Starting at the line that holds "[tag] white garage", reproduce each line exactly up to and including the last line of the records below. Pictures stay out.

◇ ◇ ◇ ◇

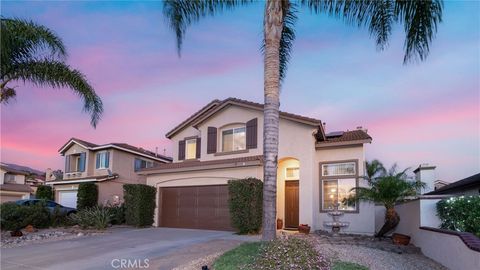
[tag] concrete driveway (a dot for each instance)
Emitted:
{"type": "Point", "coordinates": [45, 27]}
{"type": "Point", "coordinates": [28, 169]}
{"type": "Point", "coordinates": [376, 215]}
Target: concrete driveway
{"type": "Point", "coordinates": [122, 248]}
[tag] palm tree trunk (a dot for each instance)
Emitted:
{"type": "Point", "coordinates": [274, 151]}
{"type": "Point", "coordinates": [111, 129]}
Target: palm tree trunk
{"type": "Point", "coordinates": [391, 221]}
{"type": "Point", "coordinates": [273, 25]}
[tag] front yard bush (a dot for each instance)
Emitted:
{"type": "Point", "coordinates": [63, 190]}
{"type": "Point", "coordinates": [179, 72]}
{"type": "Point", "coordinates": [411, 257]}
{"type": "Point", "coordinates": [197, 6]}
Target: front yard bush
{"type": "Point", "coordinates": [94, 217]}
{"type": "Point", "coordinates": [460, 214]}
{"type": "Point", "coordinates": [139, 204]}
{"type": "Point", "coordinates": [246, 204]}
{"type": "Point", "coordinates": [87, 195]}
{"type": "Point", "coordinates": [44, 193]}
{"type": "Point", "coordinates": [15, 217]}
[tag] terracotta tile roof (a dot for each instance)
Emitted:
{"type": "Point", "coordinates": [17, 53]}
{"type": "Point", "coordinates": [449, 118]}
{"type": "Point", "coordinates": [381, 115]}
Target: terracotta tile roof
{"type": "Point", "coordinates": [215, 104]}
{"type": "Point", "coordinates": [197, 163]}
{"type": "Point", "coordinates": [353, 135]}
{"type": "Point", "coordinates": [16, 188]}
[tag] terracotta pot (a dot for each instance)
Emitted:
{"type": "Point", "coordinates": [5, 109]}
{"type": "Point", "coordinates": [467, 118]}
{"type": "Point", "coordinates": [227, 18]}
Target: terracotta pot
{"type": "Point", "coordinates": [304, 228]}
{"type": "Point", "coordinates": [279, 224]}
{"type": "Point", "coordinates": [400, 239]}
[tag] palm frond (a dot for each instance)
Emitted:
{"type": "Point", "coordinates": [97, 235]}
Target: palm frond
{"type": "Point", "coordinates": [421, 19]}
{"type": "Point", "coordinates": [57, 74]}
{"type": "Point", "coordinates": [182, 13]}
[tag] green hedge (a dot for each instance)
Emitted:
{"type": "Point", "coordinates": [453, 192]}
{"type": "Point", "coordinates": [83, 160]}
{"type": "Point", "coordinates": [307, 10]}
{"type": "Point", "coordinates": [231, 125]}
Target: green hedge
{"type": "Point", "coordinates": [44, 192]}
{"type": "Point", "coordinates": [139, 204]}
{"type": "Point", "coordinates": [460, 214]}
{"type": "Point", "coordinates": [87, 195]}
{"type": "Point", "coordinates": [15, 217]}
{"type": "Point", "coordinates": [246, 204]}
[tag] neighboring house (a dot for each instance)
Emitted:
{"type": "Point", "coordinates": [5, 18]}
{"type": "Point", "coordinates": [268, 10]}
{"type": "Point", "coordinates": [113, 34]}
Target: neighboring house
{"type": "Point", "coordinates": [466, 186]}
{"type": "Point", "coordinates": [12, 184]}
{"type": "Point", "coordinates": [224, 141]}
{"type": "Point", "coordinates": [108, 165]}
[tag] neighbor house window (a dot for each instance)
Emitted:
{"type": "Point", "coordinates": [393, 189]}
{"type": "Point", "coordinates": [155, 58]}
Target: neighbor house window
{"type": "Point", "coordinates": [103, 160]}
{"type": "Point", "coordinates": [234, 139]}
{"type": "Point", "coordinates": [142, 164]}
{"type": "Point", "coordinates": [338, 169]}
{"type": "Point", "coordinates": [191, 149]}
{"type": "Point", "coordinates": [292, 173]}
{"type": "Point", "coordinates": [337, 186]}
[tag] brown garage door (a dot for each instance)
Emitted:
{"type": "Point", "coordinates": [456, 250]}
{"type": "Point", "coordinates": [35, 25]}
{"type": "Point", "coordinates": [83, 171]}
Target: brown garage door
{"type": "Point", "coordinates": [200, 207]}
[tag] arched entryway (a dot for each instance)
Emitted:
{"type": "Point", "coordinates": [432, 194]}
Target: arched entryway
{"type": "Point", "coordinates": [288, 190]}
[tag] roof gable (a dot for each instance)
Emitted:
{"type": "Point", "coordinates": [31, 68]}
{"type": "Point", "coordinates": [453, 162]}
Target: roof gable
{"type": "Point", "coordinates": [215, 106]}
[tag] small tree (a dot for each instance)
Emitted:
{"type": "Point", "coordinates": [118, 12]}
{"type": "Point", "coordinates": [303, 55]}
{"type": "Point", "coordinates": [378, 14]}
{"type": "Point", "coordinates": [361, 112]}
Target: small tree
{"type": "Point", "coordinates": [387, 188]}
{"type": "Point", "coordinates": [87, 195]}
{"type": "Point", "coordinates": [44, 193]}
{"type": "Point", "coordinates": [139, 204]}
{"type": "Point", "coordinates": [246, 204]}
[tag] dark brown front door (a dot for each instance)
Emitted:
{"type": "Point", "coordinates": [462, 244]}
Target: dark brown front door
{"type": "Point", "coordinates": [199, 207]}
{"type": "Point", "coordinates": [291, 204]}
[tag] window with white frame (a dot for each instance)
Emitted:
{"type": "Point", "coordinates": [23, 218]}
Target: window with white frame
{"type": "Point", "coordinates": [102, 160]}
{"type": "Point", "coordinates": [339, 169]}
{"type": "Point", "coordinates": [292, 173]}
{"type": "Point", "coordinates": [234, 139]}
{"type": "Point", "coordinates": [191, 149]}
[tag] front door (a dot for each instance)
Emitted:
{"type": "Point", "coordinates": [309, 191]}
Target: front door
{"type": "Point", "coordinates": [291, 204]}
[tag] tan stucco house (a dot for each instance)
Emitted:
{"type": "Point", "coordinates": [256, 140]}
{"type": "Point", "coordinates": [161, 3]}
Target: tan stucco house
{"type": "Point", "coordinates": [223, 141]}
{"type": "Point", "coordinates": [108, 165]}
{"type": "Point", "coordinates": [13, 185]}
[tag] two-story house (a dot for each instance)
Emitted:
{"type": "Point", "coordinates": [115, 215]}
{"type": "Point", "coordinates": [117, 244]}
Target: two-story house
{"type": "Point", "coordinates": [224, 141]}
{"type": "Point", "coordinates": [109, 166]}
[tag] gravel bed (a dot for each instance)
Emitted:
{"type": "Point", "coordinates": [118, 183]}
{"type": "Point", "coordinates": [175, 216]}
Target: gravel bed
{"type": "Point", "coordinates": [44, 235]}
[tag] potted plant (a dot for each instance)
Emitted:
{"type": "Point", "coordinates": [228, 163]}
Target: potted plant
{"type": "Point", "coordinates": [387, 188]}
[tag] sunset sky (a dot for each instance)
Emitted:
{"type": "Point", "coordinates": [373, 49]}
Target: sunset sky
{"type": "Point", "coordinates": [419, 113]}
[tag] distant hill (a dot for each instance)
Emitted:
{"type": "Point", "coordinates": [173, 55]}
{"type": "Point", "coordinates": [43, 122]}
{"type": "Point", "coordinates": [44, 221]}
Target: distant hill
{"type": "Point", "coordinates": [22, 168]}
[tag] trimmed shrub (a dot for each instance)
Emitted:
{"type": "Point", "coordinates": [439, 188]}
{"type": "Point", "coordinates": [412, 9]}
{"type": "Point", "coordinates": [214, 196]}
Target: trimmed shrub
{"type": "Point", "coordinates": [87, 195]}
{"type": "Point", "coordinates": [246, 204]}
{"type": "Point", "coordinates": [97, 217]}
{"type": "Point", "coordinates": [460, 214]}
{"type": "Point", "coordinates": [15, 217]}
{"type": "Point", "coordinates": [139, 204]}
{"type": "Point", "coordinates": [44, 193]}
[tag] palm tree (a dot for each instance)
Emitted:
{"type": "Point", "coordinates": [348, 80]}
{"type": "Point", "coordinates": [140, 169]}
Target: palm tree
{"type": "Point", "coordinates": [387, 188]}
{"type": "Point", "coordinates": [419, 18]}
{"type": "Point", "coordinates": [31, 52]}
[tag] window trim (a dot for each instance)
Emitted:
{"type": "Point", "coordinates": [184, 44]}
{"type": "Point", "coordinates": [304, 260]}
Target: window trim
{"type": "Point", "coordinates": [186, 147]}
{"type": "Point", "coordinates": [96, 156]}
{"type": "Point", "coordinates": [292, 178]}
{"type": "Point", "coordinates": [237, 126]}
{"type": "Point", "coordinates": [322, 178]}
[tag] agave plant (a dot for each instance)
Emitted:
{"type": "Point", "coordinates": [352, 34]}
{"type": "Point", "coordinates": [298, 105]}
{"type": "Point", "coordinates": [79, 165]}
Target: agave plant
{"type": "Point", "coordinates": [387, 188]}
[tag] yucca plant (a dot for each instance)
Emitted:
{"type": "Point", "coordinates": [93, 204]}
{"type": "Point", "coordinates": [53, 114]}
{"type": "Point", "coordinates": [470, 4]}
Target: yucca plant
{"type": "Point", "coordinates": [387, 188]}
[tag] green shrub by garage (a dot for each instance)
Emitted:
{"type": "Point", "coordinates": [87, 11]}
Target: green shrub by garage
{"type": "Point", "coordinates": [246, 204]}
{"type": "Point", "coordinates": [139, 204]}
{"type": "Point", "coordinates": [460, 214]}
{"type": "Point", "coordinates": [87, 195]}
{"type": "Point", "coordinates": [44, 193]}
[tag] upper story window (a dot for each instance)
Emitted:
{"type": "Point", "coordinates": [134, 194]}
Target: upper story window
{"type": "Point", "coordinates": [102, 160]}
{"type": "Point", "coordinates": [292, 173]}
{"type": "Point", "coordinates": [142, 164]}
{"type": "Point", "coordinates": [191, 148]}
{"type": "Point", "coordinates": [338, 169]}
{"type": "Point", "coordinates": [9, 178]}
{"type": "Point", "coordinates": [234, 139]}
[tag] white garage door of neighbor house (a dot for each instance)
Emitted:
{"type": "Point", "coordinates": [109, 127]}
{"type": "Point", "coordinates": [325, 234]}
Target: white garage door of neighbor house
{"type": "Point", "coordinates": [68, 198]}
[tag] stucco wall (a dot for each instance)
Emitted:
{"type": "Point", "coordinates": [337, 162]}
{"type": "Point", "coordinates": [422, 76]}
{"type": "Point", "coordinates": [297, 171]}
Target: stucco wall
{"type": "Point", "coordinates": [362, 222]}
{"type": "Point", "coordinates": [446, 249]}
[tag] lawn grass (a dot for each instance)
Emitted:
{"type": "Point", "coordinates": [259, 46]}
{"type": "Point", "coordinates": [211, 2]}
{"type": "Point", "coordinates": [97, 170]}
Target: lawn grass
{"type": "Point", "coordinates": [237, 257]}
{"type": "Point", "coordinates": [339, 265]}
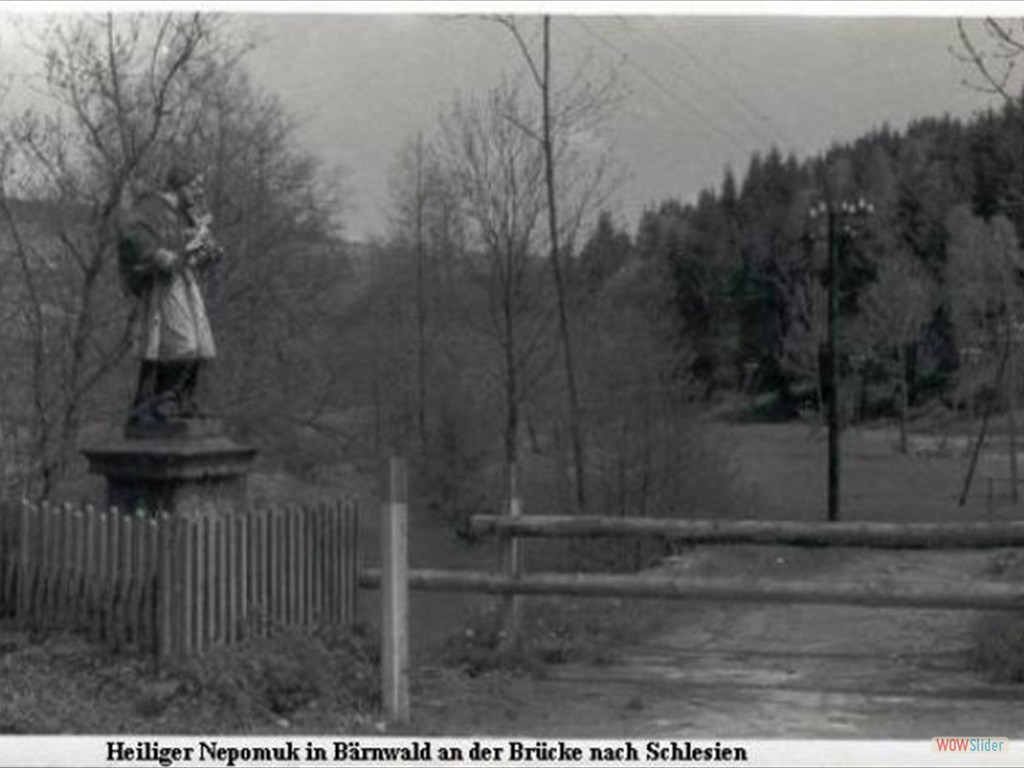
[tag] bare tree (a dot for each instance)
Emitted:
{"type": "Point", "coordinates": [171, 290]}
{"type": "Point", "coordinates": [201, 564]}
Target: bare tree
{"type": "Point", "coordinates": [500, 177]}
{"type": "Point", "coordinates": [894, 312]}
{"type": "Point", "coordinates": [561, 114]}
{"type": "Point", "coordinates": [121, 87]}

◇ ◇ ◇ ◇

TASK RESPONSE:
[tag] white garage door of neighbor house (a dot for each instance)
Emitted:
{"type": "Point", "coordinates": [109, 127]}
{"type": "Point", "coordinates": [325, 234]}
Target: white garage door of neighbor house
{"type": "Point", "coordinates": [68, 198]}
[tag] stucco wall (a dot for each instance)
Emitted:
{"type": "Point", "coordinates": [337, 162]}
{"type": "Point", "coordinates": [422, 76]}
{"type": "Point", "coordinates": [297, 171]}
Target: stucco wall
{"type": "Point", "coordinates": [362, 222]}
{"type": "Point", "coordinates": [446, 249]}
[tag] lawn grass (a dot for each instance)
Emitted:
{"type": "Point", "coordinates": [259, 46]}
{"type": "Point", "coordinates": [211, 2]}
{"type": "Point", "coordinates": [97, 170]}
Target: lawn grass
{"type": "Point", "coordinates": [237, 257]}
{"type": "Point", "coordinates": [339, 265]}
[tag] bare tree (a dot for each instance)
Emitted:
{"type": "Point", "coordinates": [171, 290]}
{"type": "Point", "coordinates": [201, 564]}
Target: bare tree
{"type": "Point", "coordinates": [500, 177]}
{"type": "Point", "coordinates": [894, 312]}
{"type": "Point", "coordinates": [561, 114]}
{"type": "Point", "coordinates": [121, 87]}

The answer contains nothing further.